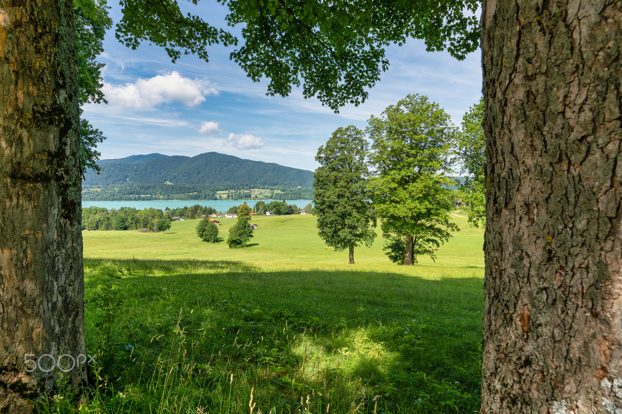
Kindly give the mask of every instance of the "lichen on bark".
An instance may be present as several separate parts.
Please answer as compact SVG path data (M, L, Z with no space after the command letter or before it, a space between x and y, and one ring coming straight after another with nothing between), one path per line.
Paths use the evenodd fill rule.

----

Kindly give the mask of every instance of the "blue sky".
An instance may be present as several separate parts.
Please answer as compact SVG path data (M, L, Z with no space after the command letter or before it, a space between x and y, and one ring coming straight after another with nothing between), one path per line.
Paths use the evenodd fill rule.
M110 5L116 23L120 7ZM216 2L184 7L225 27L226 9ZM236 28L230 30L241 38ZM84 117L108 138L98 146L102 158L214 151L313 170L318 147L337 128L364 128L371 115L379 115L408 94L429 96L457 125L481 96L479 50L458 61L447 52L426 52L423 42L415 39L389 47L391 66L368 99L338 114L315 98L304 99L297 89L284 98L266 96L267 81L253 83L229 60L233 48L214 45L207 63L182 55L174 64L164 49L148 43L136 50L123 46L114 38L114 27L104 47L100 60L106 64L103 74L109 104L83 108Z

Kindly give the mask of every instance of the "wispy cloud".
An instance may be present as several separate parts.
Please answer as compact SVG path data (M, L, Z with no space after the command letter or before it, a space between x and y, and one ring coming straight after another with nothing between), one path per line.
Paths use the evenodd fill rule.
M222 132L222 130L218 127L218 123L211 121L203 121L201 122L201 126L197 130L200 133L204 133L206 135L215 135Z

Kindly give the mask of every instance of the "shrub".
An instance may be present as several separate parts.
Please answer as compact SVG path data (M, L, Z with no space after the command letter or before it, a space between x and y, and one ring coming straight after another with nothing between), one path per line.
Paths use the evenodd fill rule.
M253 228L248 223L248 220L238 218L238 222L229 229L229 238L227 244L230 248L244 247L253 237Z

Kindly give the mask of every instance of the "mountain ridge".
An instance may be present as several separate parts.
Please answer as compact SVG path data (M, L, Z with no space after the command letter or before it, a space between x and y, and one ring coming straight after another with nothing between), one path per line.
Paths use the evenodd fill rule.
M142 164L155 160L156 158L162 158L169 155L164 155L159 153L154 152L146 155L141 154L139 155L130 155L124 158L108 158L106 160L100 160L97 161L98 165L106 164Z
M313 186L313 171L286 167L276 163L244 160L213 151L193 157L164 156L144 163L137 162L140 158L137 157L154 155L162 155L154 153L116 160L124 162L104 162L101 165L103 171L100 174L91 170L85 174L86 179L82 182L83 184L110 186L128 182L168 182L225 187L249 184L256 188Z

----

Please pull out each line of the listing above that contains the word "Kindly" and copy those lines. Treat uppercase and lowercase letters as different when matching.

Kindly give the mask of every instance of the "lichen on bark".
Kindly give the mask of every instance of the "blue sky".
Kindly give the mask of every instance of the "wispy cloud".
Kindly give the mask of every instance of the "shrub".
Kindly give the mask of every instance of the "mountain ridge".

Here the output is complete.